■ Given records ■
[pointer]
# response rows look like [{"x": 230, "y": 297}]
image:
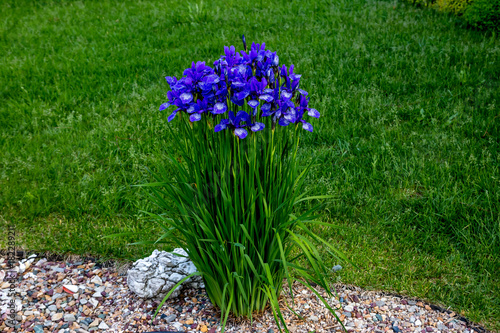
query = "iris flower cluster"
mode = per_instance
[{"x": 251, "y": 80}]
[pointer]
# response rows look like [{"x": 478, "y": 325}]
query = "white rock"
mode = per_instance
[
  {"x": 96, "y": 279},
  {"x": 103, "y": 326},
  {"x": 41, "y": 261},
  {"x": 71, "y": 288},
  {"x": 156, "y": 275}
]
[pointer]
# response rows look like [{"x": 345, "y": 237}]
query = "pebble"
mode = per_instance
[{"x": 102, "y": 302}]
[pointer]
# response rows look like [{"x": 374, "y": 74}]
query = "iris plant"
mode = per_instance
[
  {"x": 233, "y": 182},
  {"x": 250, "y": 80}
]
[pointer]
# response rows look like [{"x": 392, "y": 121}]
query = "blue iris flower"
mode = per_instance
[{"x": 250, "y": 78}]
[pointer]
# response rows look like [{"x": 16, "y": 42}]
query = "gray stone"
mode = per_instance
[
  {"x": 313, "y": 318},
  {"x": 103, "y": 326},
  {"x": 69, "y": 317},
  {"x": 170, "y": 318},
  {"x": 156, "y": 275}
]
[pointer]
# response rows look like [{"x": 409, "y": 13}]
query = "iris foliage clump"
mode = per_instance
[{"x": 236, "y": 181}]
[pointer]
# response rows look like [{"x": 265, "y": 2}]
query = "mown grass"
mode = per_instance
[{"x": 408, "y": 142}]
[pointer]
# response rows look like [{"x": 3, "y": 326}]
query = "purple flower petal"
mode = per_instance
[
  {"x": 307, "y": 126},
  {"x": 219, "y": 108},
  {"x": 266, "y": 107},
  {"x": 242, "y": 94},
  {"x": 219, "y": 127},
  {"x": 257, "y": 127},
  {"x": 186, "y": 97},
  {"x": 172, "y": 116},
  {"x": 286, "y": 94},
  {"x": 164, "y": 106},
  {"x": 253, "y": 103},
  {"x": 211, "y": 79},
  {"x": 241, "y": 133},
  {"x": 283, "y": 122},
  {"x": 267, "y": 98},
  {"x": 313, "y": 113},
  {"x": 195, "y": 117}
]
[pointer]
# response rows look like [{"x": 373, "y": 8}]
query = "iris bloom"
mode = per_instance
[{"x": 250, "y": 79}]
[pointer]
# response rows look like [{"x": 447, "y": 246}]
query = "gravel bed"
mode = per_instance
[{"x": 85, "y": 296}]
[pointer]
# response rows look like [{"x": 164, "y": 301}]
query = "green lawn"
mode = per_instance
[{"x": 408, "y": 142}]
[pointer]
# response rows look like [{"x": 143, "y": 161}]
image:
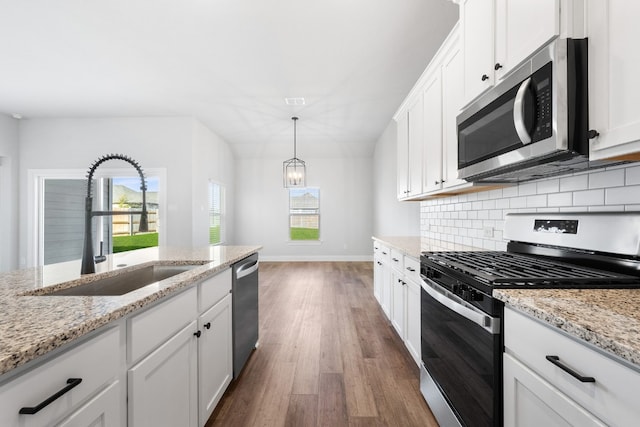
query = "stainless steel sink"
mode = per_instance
[{"x": 125, "y": 282}]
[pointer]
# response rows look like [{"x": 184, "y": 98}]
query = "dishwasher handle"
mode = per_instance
[{"x": 246, "y": 269}]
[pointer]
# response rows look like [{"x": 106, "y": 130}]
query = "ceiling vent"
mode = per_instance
[{"x": 294, "y": 101}]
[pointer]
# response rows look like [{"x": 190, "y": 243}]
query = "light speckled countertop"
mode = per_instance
[
  {"x": 31, "y": 326},
  {"x": 415, "y": 245},
  {"x": 606, "y": 318}
]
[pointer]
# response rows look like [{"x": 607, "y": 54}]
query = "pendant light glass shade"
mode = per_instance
[{"x": 294, "y": 171}]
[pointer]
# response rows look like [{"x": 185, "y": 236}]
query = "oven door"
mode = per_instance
[{"x": 462, "y": 360}]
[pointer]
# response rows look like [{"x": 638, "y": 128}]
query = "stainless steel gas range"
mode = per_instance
[{"x": 462, "y": 341}]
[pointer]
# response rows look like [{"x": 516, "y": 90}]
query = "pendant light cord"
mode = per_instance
[{"x": 295, "y": 119}]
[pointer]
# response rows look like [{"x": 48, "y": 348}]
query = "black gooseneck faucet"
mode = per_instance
[{"x": 88, "y": 260}]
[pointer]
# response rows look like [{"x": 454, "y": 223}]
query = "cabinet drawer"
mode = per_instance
[
  {"x": 151, "y": 328},
  {"x": 96, "y": 362},
  {"x": 613, "y": 395},
  {"x": 412, "y": 268},
  {"x": 381, "y": 252},
  {"x": 214, "y": 289},
  {"x": 397, "y": 259}
]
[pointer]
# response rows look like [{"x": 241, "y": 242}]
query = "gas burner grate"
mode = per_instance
[{"x": 501, "y": 269}]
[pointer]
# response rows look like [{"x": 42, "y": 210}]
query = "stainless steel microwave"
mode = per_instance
[{"x": 534, "y": 123}]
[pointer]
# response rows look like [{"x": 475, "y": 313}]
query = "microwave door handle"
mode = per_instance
[
  {"x": 486, "y": 322},
  {"x": 518, "y": 112}
]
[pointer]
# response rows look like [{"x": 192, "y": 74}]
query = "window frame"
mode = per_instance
[{"x": 290, "y": 215}]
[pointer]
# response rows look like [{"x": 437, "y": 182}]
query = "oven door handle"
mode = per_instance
[{"x": 490, "y": 324}]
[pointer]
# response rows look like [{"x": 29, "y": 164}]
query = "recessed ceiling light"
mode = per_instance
[{"x": 294, "y": 101}]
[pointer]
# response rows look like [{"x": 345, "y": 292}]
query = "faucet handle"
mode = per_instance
[{"x": 102, "y": 257}]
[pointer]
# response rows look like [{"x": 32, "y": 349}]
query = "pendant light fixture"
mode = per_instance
[{"x": 294, "y": 170}]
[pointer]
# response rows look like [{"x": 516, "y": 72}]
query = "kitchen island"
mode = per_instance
[{"x": 34, "y": 325}]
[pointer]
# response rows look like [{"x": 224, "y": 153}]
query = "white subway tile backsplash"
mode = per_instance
[
  {"x": 588, "y": 198},
  {"x": 574, "y": 183},
  {"x": 538, "y": 201},
  {"x": 623, "y": 195},
  {"x": 510, "y": 191},
  {"x": 462, "y": 219},
  {"x": 632, "y": 175},
  {"x": 517, "y": 202},
  {"x": 560, "y": 199},
  {"x": 528, "y": 189},
  {"x": 548, "y": 186},
  {"x": 611, "y": 178}
]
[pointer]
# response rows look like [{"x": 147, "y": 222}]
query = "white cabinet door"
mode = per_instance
[
  {"x": 163, "y": 387},
  {"x": 432, "y": 96},
  {"x": 416, "y": 143},
  {"x": 386, "y": 290},
  {"x": 402, "y": 160},
  {"x": 398, "y": 302},
  {"x": 104, "y": 410},
  {"x": 477, "y": 17},
  {"x": 215, "y": 358},
  {"x": 522, "y": 27},
  {"x": 614, "y": 67},
  {"x": 378, "y": 274},
  {"x": 412, "y": 331},
  {"x": 530, "y": 401},
  {"x": 452, "y": 101}
]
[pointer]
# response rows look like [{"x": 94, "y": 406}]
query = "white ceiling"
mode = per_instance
[{"x": 229, "y": 63}]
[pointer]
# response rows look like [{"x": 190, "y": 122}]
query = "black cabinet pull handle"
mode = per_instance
[
  {"x": 556, "y": 361},
  {"x": 30, "y": 410}
]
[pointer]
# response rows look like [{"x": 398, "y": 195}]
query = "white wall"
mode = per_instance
[
  {"x": 9, "y": 163},
  {"x": 170, "y": 143},
  {"x": 391, "y": 217},
  {"x": 346, "y": 200},
  {"x": 212, "y": 160},
  {"x": 460, "y": 220}
]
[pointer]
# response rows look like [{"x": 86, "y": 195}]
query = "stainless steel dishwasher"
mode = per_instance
[{"x": 245, "y": 310}]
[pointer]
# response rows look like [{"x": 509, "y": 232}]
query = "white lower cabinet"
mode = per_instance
[
  {"x": 85, "y": 379},
  {"x": 103, "y": 410},
  {"x": 163, "y": 387},
  {"x": 400, "y": 290},
  {"x": 530, "y": 401},
  {"x": 551, "y": 379},
  {"x": 215, "y": 357}
]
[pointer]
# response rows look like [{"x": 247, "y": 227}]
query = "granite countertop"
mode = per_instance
[
  {"x": 31, "y": 326},
  {"x": 415, "y": 245},
  {"x": 606, "y": 318}
]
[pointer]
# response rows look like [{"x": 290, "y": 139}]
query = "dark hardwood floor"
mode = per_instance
[{"x": 327, "y": 355}]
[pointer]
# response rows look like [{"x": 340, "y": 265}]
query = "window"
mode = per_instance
[
  {"x": 216, "y": 213},
  {"x": 304, "y": 214}
]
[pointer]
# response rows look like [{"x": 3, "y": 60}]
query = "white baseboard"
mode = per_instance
[{"x": 317, "y": 258}]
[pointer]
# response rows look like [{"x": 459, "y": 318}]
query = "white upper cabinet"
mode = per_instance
[
  {"x": 522, "y": 27},
  {"x": 416, "y": 144},
  {"x": 614, "y": 67},
  {"x": 478, "y": 29},
  {"x": 500, "y": 34},
  {"x": 432, "y": 97},
  {"x": 402, "y": 153},
  {"x": 452, "y": 101}
]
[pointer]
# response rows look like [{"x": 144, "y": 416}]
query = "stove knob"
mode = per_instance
[{"x": 475, "y": 296}]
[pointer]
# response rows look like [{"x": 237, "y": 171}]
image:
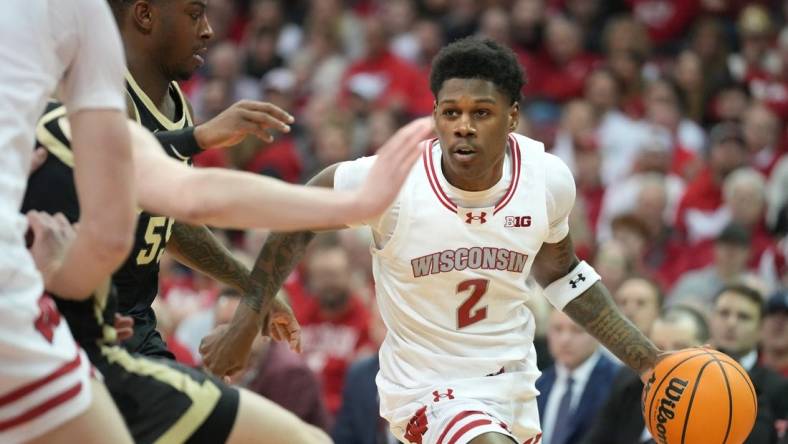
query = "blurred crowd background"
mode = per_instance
[{"x": 670, "y": 113}]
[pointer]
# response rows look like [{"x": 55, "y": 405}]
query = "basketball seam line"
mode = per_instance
[{"x": 656, "y": 388}]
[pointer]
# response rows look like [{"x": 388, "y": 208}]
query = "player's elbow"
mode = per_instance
[
  {"x": 195, "y": 204},
  {"x": 112, "y": 246}
]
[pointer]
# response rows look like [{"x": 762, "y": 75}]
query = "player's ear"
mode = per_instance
[
  {"x": 514, "y": 116},
  {"x": 142, "y": 16}
]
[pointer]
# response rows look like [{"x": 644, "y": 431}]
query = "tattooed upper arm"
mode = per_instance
[
  {"x": 198, "y": 248},
  {"x": 554, "y": 261},
  {"x": 281, "y": 252}
]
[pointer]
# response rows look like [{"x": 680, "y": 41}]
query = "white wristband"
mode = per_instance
[{"x": 565, "y": 289}]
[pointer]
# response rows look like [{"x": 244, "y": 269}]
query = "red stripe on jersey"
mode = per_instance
[
  {"x": 459, "y": 417},
  {"x": 433, "y": 179},
  {"x": 26, "y": 389},
  {"x": 42, "y": 408},
  {"x": 467, "y": 428},
  {"x": 515, "y": 146}
]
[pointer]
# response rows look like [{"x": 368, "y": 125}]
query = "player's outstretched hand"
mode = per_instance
[
  {"x": 281, "y": 324},
  {"x": 243, "y": 118},
  {"x": 52, "y": 237},
  {"x": 225, "y": 351},
  {"x": 394, "y": 161}
]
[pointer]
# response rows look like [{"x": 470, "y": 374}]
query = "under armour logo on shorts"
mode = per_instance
[
  {"x": 438, "y": 395},
  {"x": 417, "y": 426},
  {"x": 481, "y": 217},
  {"x": 580, "y": 277}
]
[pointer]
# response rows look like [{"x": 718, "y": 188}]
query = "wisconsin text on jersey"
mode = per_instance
[{"x": 486, "y": 258}]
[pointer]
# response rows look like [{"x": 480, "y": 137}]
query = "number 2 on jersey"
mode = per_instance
[
  {"x": 156, "y": 235},
  {"x": 466, "y": 315}
]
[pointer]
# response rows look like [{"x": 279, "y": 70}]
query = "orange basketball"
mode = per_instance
[{"x": 699, "y": 396}]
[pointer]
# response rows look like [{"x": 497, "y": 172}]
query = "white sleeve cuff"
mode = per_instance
[{"x": 567, "y": 288}]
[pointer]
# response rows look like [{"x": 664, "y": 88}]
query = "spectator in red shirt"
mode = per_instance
[
  {"x": 774, "y": 333},
  {"x": 528, "y": 21},
  {"x": 755, "y": 36},
  {"x": 701, "y": 214},
  {"x": 559, "y": 74},
  {"x": 335, "y": 322},
  {"x": 762, "y": 134},
  {"x": 397, "y": 84},
  {"x": 666, "y": 20},
  {"x": 280, "y": 158},
  {"x": 744, "y": 204}
]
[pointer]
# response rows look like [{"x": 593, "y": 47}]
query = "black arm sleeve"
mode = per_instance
[{"x": 180, "y": 144}]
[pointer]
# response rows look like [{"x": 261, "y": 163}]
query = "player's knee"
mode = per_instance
[{"x": 310, "y": 435}]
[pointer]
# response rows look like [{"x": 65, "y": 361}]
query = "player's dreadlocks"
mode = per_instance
[
  {"x": 474, "y": 58},
  {"x": 119, "y": 8}
]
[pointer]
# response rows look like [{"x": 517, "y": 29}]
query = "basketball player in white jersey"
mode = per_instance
[
  {"x": 72, "y": 48},
  {"x": 46, "y": 390},
  {"x": 483, "y": 210}
]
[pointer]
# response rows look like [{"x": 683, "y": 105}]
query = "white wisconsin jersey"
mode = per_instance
[
  {"x": 451, "y": 281},
  {"x": 72, "y": 46}
]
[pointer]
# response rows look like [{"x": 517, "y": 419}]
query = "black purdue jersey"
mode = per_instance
[
  {"x": 157, "y": 397},
  {"x": 137, "y": 280},
  {"x": 51, "y": 189}
]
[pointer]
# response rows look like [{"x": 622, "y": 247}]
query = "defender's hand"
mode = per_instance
[
  {"x": 240, "y": 120},
  {"x": 391, "y": 168},
  {"x": 225, "y": 351},
  {"x": 52, "y": 237},
  {"x": 281, "y": 324}
]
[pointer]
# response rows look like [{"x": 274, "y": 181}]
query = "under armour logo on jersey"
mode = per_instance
[
  {"x": 480, "y": 218},
  {"x": 517, "y": 221},
  {"x": 438, "y": 395}
]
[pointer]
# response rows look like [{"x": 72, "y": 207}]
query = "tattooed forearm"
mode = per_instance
[
  {"x": 596, "y": 311},
  {"x": 198, "y": 248},
  {"x": 279, "y": 255}
]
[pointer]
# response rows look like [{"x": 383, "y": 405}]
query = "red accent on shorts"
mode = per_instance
[
  {"x": 42, "y": 408},
  {"x": 32, "y": 386},
  {"x": 467, "y": 428},
  {"x": 459, "y": 417}
]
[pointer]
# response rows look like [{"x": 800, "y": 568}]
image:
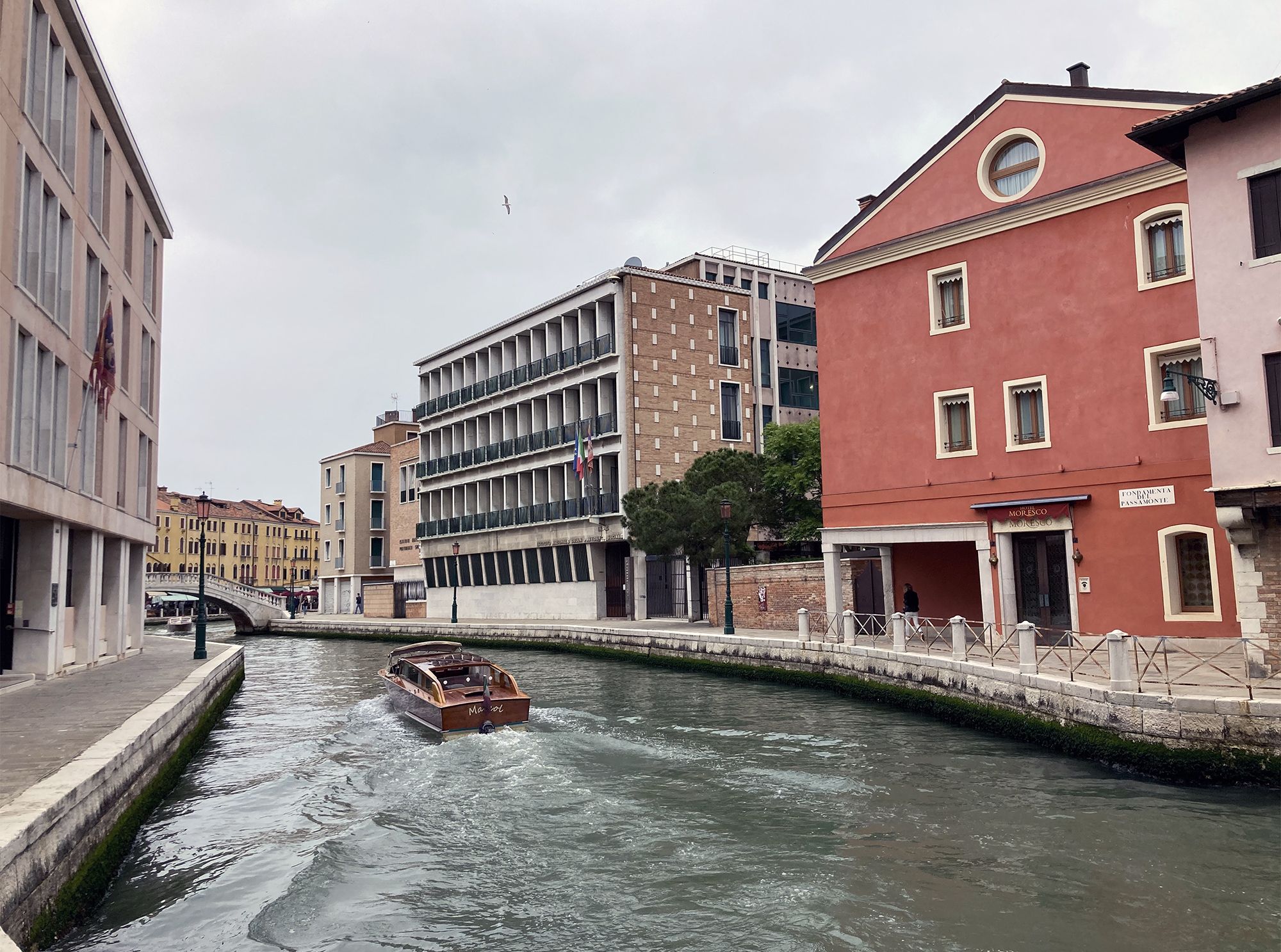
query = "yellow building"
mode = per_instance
[{"x": 248, "y": 540}]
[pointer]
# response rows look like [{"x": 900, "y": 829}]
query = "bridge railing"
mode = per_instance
[{"x": 215, "y": 584}]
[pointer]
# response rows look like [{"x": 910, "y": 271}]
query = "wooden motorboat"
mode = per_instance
[{"x": 453, "y": 691}]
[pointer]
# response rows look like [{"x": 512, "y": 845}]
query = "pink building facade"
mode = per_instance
[{"x": 1232, "y": 149}]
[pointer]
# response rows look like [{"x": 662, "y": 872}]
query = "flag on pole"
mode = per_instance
[{"x": 102, "y": 373}]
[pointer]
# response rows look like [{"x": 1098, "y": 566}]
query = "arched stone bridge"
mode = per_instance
[{"x": 252, "y": 609}]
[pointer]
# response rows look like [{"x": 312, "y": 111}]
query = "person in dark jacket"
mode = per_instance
[{"x": 911, "y": 608}]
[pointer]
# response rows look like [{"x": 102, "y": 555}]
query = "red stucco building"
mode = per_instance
[{"x": 999, "y": 327}]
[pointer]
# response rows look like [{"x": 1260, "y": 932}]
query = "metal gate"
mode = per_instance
[{"x": 665, "y": 586}]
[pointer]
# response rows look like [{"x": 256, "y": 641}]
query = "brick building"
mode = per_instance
[
  {"x": 358, "y": 501},
  {"x": 637, "y": 370},
  {"x": 783, "y": 327}
]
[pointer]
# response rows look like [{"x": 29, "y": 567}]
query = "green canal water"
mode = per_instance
[{"x": 648, "y": 809}]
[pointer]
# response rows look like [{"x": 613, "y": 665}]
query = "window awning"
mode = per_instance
[{"x": 1042, "y": 501}]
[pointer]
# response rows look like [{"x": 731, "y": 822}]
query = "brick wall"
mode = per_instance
[
  {"x": 788, "y": 586},
  {"x": 672, "y": 333},
  {"x": 380, "y": 601}
]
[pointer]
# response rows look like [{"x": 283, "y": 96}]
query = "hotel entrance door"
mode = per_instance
[{"x": 1041, "y": 580}]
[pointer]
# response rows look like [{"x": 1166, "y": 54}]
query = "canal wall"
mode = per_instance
[
  {"x": 1183, "y": 738},
  {"x": 63, "y": 839}
]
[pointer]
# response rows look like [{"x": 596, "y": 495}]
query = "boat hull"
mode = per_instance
[{"x": 466, "y": 717}]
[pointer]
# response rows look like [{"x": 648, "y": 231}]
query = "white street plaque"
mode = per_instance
[{"x": 1147, "y": 496}]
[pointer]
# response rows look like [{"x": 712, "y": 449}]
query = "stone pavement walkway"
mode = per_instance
[{"x": 49, "y": 723}]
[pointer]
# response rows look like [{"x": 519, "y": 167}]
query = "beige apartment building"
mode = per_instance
[
  {"x": 250, "y": 542},
  {"x": 357, "y": 503},
  {"x": 84, "y": 227},
  {"x": 785, "y": 327},
  {"x": 639, "y": 371}
]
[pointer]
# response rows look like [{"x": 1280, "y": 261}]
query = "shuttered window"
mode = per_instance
[
  {"x": 1273, "y": 379},
  {"x": 1266, "y": 214}
]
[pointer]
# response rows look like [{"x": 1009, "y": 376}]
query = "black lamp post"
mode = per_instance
[
  {"x": 454, "y": 612},
  {"x": 202, "y": 618},
  {"x": 727, "y": 511}
]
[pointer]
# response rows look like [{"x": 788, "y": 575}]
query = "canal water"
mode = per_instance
[{"x": 648, "y": 809}]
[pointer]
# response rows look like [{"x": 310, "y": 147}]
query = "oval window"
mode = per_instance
[{"x": 1015, "y": 168}]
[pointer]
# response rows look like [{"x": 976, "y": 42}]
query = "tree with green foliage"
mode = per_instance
[
  {"x": 778, "y": 490},
  {"x": 794, "y": 481}
]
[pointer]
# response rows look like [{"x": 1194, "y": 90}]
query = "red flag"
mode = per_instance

■ Short task ■
How many lines in the items above contain the string "steel"? Matching is case-sensitive; reply with the number alone.

■ Written response ■
4